I'm going to assume he's a small child, from your statement here is that correct? Children don't understand that they are doing anything wrong or hurtful by poking fun at someone. They haven't yet grasped the concept, they have to learn as they grow. Ignore him and try not to let it get to you. Getting back at him isn't going to change anything or make the situation any better.
no he needs to learn he is a bully to anyone smaller then him and he picks fights all the time now hes making fun of me it has to stop and this will make him think what its like on the other side of things im putting im in my shoes
By trying to do that aren't you being just like him though? As the saying goes "It takes the bigger man to walk away." So, walk away and ignore him. He makes fun of you because he knows it bothers you, if you don't let him get to you he will go away. His opinion of you shouldn't matter.
Hexes and curses rarely work in such a specific way and typically inspire bad luck rather than a specific symptom. I can suggest though as others have that there may be a better path.
Even if you could do it tomorrow what would making him wet the bed truly accomplish? He wouldn't be put in your shoes until someone else made fun of him, namely you. In that event not only have you stooped to his level but you've caused it and have actually sunk much lower than he ever did.
I know it hurts to have people make fun of something that's completely out of your control but defiance is a much stronger action than revenge. I also appreciate this isn't what you want to hear right now, it's all well and good for us all to sit here preaching about how another's words shouldn't effect you and that's frankly a pile of rubbish. You can't stop insults from hurting you all you can do is hide the pain. In my experience though educating the bully is a much better and more permanent solution to taking revenge on them. That said it's often difficult to educate someone when they're ridiculing you so I'd try to call in outside help. I'd suggest having a serious talk with his mother it may be that she's dismissing it as childhood banter. If that doesn't work or isn't an option then perhaps talk to your own parents about it, perhaps they can have a talk with your aunt and in a round about way influence your cousin to understand a little better.
but doesnt he deserve it he made fun of so many peope older and younger he bets people up and neds to stop and if i do this he will and i wil stop it when he becomes better its not forever so please someone write the spell for me please i dont care what happens ut he needs to learn im doing it for his own good beter to learn now then later
Re: i need help
By: Nekoshema / Novice Feb 28, 2013
Post # 9
you should meditate, look inside yourself, figure out why you're wetting the bed.

• Records from a collection
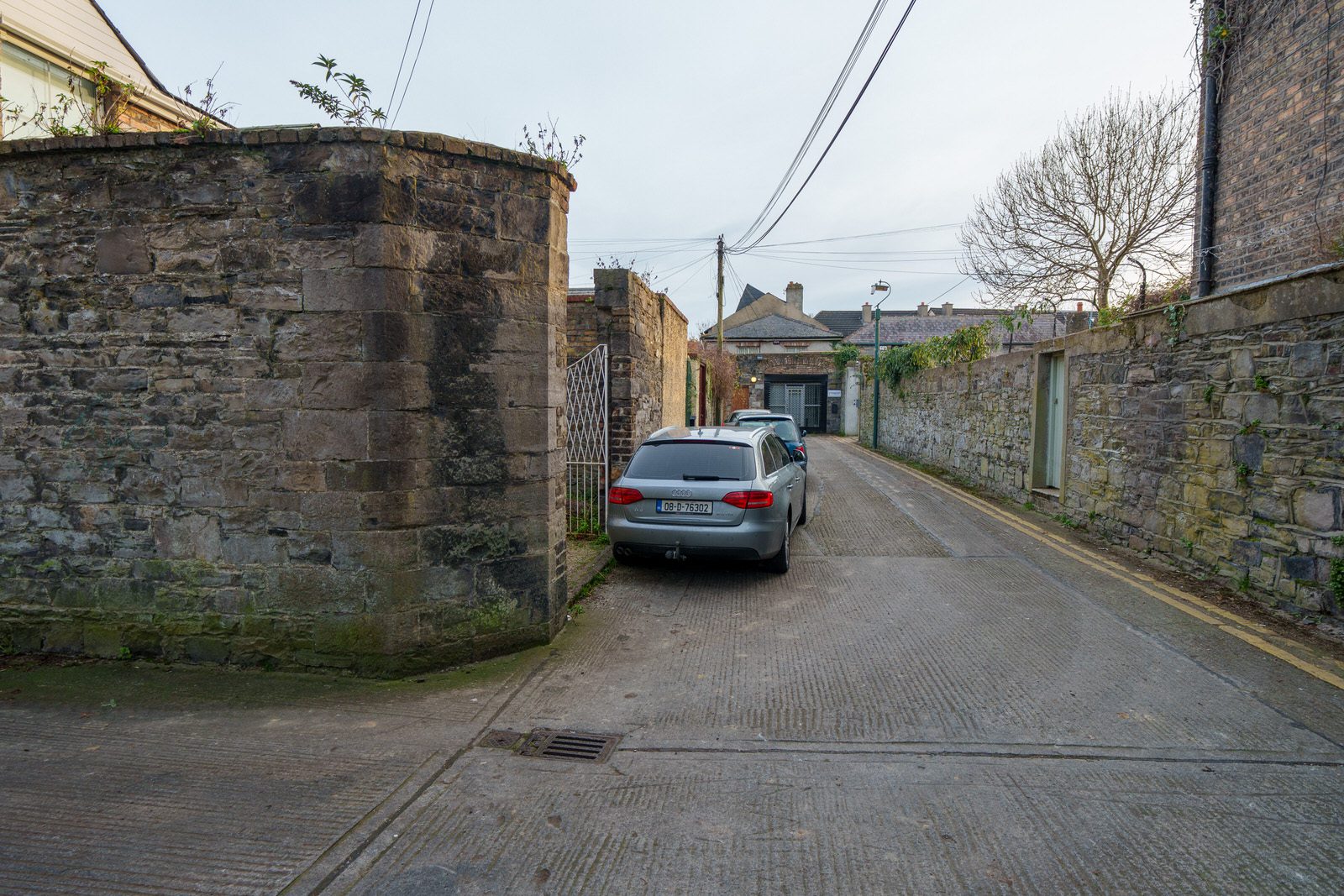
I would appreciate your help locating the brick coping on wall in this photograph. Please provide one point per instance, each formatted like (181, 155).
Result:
(295, 134)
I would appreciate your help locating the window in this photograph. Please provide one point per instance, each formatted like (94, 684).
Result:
(769, 463)
(691, 461)
(786, 430)
(30, 82)
(779, 453)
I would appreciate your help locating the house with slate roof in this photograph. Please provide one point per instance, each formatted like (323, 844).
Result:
(47, 49)
(784, 358)
(785, 355)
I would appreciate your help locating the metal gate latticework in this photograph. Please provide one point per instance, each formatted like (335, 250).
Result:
(586, 452)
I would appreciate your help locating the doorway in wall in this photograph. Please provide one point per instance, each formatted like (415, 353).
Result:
(1052, 405)
(803, 396)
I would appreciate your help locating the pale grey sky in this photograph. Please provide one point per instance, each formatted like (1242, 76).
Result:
(694, 110)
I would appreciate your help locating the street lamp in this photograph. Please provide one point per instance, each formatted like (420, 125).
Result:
(880, 286)
(1142, 286)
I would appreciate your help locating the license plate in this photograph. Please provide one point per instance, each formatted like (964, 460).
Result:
(685, 506)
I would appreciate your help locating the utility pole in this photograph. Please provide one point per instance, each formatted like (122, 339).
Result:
(880, 286)
(721, 293)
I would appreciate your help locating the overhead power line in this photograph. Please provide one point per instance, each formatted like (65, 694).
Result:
(414, 62)
(822, 116)
(410, 33)
(880, 233)
(837, 136)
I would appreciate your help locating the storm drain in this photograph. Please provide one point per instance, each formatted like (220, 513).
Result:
(573, 746)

• WHAT YOU ARE ASKED TO DO
Answer these questions about the forum thread:
1. What does the first reply say children don't understand when they poke fun at someone?
2. What does the thread say hexes and curses typically inspire?
3. Who wrote the post numbered 9, and on what date?
These records come from a separate source, unrelated to the forum thread.

• ANSWER TO THE EXERCISE
1. That they are doing anything wrong or hurtful.
2. Bad luck rather than a specific symptom.
3. Nekoshema, on Feb 28, 2013.